===== Document source =====

Ayant à peu près totalement raté son passage cannois (dans la sélection Un certain regard), le premier film de l'écrivain Christophe Honoré sort dans un créneau estival difficile, comme l'an passé Trouble Every day de Claire Denis, déjà avec Béatrice Dalle. La parenté des deux films va d'ailleurs au-delà de ces considérations conjoncturelles. Identiquement nimbés de ténèbres et de malédiction, couvant en leur sein on ne sait quel mal vénéneux baudelairien qui menace à tout moment de vous éclabousser le visage, formalistes et dégressifs, ils travaillent (et sont travaillés par) le même désir de rompre avec toute psychologie, vraisemblance du lieu de l'action, sociologie des causes et des effets pour nouer avec le spectateur un pacte plus profond, une manière, forcément maniérée, de connivence des affects.

=====

#### Énoncé de l'exercice A:
D'après la critique, dans quelle sélection le premier film de Christophe Honoré a-t-il été présenté à Cannes ?
La critique ci-dessus et les enregistrements n'ont aucun lien entre eux.

===== Enregistrements fournis =====

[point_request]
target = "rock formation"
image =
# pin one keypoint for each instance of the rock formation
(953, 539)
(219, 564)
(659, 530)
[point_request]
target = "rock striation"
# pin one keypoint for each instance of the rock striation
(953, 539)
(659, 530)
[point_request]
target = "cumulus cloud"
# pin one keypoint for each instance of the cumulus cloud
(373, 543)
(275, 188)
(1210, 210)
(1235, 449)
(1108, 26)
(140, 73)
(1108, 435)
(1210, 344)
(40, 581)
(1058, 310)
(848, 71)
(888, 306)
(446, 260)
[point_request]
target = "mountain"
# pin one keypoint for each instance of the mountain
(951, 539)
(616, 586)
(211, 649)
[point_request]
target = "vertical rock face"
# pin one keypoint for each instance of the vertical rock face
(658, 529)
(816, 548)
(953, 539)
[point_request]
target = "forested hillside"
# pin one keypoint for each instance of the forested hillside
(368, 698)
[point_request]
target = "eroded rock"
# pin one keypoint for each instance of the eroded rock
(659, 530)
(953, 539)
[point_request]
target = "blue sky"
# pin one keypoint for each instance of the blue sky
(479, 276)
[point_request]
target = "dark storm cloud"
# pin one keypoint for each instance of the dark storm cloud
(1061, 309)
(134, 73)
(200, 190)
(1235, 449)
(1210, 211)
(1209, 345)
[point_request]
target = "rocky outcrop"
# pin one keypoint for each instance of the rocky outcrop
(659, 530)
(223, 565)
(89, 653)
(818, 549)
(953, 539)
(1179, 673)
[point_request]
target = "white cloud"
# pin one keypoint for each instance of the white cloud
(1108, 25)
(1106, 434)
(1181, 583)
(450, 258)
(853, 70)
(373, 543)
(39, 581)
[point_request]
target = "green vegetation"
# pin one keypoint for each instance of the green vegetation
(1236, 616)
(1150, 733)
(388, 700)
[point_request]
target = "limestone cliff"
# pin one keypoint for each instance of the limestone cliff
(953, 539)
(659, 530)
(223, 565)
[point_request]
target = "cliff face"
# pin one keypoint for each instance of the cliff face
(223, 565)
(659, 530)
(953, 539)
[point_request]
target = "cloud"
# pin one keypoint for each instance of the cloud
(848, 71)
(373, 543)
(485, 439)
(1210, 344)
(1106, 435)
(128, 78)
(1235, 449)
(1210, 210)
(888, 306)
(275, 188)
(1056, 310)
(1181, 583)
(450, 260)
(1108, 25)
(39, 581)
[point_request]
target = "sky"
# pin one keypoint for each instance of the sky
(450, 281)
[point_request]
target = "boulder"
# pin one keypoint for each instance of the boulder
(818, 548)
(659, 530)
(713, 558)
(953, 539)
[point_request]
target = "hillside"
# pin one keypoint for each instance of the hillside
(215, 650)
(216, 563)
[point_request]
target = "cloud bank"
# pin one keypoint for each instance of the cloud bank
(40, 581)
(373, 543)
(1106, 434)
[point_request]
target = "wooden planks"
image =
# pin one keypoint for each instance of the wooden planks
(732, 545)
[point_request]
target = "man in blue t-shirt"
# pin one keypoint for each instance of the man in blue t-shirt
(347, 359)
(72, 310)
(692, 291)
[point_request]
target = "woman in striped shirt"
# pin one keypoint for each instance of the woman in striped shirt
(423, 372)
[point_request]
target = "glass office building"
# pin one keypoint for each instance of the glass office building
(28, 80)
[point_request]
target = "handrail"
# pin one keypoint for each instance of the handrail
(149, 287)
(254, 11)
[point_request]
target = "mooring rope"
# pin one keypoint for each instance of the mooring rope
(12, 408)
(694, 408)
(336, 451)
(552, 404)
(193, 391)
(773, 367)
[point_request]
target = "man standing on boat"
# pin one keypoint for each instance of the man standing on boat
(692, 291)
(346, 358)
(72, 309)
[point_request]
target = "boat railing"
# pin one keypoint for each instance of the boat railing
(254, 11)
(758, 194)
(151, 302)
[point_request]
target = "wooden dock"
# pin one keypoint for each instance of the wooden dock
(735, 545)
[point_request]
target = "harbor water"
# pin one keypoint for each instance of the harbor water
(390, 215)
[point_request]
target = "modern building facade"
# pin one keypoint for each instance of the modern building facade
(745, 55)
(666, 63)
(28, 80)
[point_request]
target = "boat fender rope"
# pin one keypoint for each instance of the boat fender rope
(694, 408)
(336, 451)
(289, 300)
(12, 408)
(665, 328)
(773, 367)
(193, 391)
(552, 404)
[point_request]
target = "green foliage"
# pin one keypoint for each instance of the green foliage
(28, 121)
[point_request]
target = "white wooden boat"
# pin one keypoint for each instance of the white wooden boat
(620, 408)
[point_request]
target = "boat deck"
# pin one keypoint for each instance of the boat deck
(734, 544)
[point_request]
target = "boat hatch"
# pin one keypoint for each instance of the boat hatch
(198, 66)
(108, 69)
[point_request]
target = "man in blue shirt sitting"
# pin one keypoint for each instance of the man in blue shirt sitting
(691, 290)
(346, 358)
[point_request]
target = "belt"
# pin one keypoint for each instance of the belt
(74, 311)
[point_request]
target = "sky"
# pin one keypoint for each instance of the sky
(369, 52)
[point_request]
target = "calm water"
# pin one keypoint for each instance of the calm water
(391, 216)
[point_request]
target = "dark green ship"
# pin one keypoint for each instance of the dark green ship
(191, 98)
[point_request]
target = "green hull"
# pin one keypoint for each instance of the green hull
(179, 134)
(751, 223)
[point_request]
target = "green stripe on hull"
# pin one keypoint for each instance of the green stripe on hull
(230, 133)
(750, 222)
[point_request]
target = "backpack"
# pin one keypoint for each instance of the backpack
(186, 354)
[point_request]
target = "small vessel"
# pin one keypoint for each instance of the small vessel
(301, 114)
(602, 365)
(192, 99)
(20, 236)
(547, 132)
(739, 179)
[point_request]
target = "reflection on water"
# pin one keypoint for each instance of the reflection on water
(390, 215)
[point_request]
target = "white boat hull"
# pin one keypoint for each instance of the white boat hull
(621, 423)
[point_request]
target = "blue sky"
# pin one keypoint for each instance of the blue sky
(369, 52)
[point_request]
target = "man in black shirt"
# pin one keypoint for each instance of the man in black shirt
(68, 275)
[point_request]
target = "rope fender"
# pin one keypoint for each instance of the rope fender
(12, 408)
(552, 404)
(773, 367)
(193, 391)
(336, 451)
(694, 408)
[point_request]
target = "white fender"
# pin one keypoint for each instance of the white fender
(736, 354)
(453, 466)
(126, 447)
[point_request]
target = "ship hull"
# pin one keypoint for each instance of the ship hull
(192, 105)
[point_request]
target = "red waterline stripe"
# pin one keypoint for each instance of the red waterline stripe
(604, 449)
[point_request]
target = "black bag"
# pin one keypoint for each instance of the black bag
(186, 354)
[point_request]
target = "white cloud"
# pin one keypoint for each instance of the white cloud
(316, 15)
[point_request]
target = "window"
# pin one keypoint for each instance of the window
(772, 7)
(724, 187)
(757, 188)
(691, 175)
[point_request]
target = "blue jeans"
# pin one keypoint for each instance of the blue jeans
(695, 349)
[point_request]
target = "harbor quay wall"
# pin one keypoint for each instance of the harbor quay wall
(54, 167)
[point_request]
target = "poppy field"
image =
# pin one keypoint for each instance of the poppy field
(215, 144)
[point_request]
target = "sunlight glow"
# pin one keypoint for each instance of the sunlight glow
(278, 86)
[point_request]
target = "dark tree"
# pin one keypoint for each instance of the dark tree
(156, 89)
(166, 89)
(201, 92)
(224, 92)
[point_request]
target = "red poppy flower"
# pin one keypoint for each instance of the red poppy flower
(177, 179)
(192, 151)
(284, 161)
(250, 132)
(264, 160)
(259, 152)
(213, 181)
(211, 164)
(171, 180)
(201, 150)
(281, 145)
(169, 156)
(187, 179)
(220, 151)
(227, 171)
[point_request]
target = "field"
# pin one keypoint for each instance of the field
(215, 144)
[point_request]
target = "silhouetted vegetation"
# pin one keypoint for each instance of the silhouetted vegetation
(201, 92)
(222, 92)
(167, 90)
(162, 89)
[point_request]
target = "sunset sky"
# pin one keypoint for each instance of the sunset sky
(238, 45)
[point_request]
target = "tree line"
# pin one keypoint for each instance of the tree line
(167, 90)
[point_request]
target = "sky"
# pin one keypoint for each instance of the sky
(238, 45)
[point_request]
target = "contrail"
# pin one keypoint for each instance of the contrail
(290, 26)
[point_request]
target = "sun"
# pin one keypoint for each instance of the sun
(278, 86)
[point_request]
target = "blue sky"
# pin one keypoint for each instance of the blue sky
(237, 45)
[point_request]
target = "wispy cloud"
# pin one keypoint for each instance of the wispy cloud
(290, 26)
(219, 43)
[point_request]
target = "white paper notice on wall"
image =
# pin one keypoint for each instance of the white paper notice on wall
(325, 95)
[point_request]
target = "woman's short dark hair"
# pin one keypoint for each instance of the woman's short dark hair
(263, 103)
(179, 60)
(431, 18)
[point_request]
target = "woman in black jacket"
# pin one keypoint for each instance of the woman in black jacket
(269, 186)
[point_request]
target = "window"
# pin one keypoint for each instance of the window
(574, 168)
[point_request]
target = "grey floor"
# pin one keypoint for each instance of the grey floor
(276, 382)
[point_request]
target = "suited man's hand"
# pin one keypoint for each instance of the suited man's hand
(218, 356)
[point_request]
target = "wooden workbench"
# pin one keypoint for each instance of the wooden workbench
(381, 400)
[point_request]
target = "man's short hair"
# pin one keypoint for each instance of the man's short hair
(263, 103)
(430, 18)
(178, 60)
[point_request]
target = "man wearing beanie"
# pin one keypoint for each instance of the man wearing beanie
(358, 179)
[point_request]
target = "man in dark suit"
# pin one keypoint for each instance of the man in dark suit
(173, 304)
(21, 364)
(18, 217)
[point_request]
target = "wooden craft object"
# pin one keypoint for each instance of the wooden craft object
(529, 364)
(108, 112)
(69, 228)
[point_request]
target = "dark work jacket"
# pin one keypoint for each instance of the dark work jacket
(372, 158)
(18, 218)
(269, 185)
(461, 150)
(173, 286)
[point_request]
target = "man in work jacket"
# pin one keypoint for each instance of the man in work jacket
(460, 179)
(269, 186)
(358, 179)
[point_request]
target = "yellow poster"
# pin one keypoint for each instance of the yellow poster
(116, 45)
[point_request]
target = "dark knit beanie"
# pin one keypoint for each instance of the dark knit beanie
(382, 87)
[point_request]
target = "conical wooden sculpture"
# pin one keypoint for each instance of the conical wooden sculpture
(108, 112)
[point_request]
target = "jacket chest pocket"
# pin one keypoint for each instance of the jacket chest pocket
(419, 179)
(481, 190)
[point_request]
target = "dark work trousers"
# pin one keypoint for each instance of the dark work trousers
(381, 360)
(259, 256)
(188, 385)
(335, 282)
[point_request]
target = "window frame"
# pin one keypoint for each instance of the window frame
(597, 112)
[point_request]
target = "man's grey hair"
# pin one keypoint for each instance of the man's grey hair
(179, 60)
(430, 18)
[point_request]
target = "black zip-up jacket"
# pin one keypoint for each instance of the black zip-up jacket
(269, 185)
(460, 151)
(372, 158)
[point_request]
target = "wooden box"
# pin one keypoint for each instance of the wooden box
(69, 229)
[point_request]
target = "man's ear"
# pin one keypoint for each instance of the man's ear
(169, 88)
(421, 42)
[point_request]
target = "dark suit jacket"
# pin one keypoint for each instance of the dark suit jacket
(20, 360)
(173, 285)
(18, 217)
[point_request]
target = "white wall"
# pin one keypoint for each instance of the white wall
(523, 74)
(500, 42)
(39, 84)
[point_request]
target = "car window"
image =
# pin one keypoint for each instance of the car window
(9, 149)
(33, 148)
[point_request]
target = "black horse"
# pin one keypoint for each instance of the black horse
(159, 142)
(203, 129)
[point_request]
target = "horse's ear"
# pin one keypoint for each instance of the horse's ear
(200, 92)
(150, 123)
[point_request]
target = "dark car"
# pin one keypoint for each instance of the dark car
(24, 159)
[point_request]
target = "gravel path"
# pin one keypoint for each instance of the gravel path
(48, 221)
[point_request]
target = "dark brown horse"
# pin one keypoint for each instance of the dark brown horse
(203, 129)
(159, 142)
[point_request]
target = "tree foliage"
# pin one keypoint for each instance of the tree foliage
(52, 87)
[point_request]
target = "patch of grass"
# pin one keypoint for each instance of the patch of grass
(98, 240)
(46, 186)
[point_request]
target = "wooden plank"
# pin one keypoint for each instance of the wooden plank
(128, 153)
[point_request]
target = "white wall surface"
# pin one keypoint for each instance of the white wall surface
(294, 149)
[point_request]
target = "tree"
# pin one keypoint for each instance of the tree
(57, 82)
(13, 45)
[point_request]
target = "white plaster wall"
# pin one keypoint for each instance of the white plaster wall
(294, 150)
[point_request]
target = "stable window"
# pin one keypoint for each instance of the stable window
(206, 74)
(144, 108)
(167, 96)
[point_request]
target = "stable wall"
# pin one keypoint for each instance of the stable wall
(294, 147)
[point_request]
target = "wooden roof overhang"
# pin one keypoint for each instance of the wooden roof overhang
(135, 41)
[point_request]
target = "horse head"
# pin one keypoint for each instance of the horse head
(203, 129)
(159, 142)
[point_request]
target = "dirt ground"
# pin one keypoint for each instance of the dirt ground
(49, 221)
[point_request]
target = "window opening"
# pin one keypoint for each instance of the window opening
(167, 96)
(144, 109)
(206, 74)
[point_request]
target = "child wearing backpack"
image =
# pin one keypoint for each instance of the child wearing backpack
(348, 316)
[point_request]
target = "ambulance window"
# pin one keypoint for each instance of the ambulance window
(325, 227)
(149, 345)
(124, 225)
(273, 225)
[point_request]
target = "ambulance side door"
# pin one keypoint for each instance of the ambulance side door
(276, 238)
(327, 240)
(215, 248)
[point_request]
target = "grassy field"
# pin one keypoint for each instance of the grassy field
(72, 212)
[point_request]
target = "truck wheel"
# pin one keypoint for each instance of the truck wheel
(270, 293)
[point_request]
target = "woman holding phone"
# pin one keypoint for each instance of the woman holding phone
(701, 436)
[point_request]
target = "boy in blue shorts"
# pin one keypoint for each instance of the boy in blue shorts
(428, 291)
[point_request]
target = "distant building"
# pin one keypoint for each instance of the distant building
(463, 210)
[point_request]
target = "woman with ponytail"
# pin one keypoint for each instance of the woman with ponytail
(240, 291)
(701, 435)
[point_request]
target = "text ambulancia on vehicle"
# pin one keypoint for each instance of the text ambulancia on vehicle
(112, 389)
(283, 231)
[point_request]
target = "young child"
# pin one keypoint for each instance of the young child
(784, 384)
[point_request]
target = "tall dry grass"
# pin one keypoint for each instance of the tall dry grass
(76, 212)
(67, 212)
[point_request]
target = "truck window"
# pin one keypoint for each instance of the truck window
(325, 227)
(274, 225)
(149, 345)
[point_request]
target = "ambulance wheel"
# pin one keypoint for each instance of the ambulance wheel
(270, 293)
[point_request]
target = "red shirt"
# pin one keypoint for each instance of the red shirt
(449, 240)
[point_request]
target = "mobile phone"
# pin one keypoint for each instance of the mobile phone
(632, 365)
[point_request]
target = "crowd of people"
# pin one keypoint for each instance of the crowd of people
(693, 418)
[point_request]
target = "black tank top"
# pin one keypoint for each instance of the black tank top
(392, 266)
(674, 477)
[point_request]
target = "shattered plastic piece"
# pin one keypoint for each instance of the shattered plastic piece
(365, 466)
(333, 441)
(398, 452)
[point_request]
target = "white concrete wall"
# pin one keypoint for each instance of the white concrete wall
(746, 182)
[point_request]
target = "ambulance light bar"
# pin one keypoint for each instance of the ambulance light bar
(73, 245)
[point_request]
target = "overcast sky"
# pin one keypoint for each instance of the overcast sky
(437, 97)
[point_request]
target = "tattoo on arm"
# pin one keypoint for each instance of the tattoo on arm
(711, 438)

=====

#### Énoncé de l'exercice B:
Extrayez, s'il vous plaît, chaque ligne des enregistrements qui contient la chaîne « woman ».

#### Résultat de l'exercice A:
Dans la sélection Un certain regard.

#### Résultat de l'exercice B:
target = "woman in striped shirt"
# pin one keypoint for each instance of the woman in striped shirt
target = "woman's short dark hair"
# pin one keypoint for each instance of the woman's short dark hair
target = "woman in black jacket"
# pin one keypoint for each instance of the woman in black jacket
target = "woman holding phone"
# pin one keypoint for each instance of the woman holding phone
target = "woman with ponytail"
# pin one keypoint for each instance of the woman with ponytail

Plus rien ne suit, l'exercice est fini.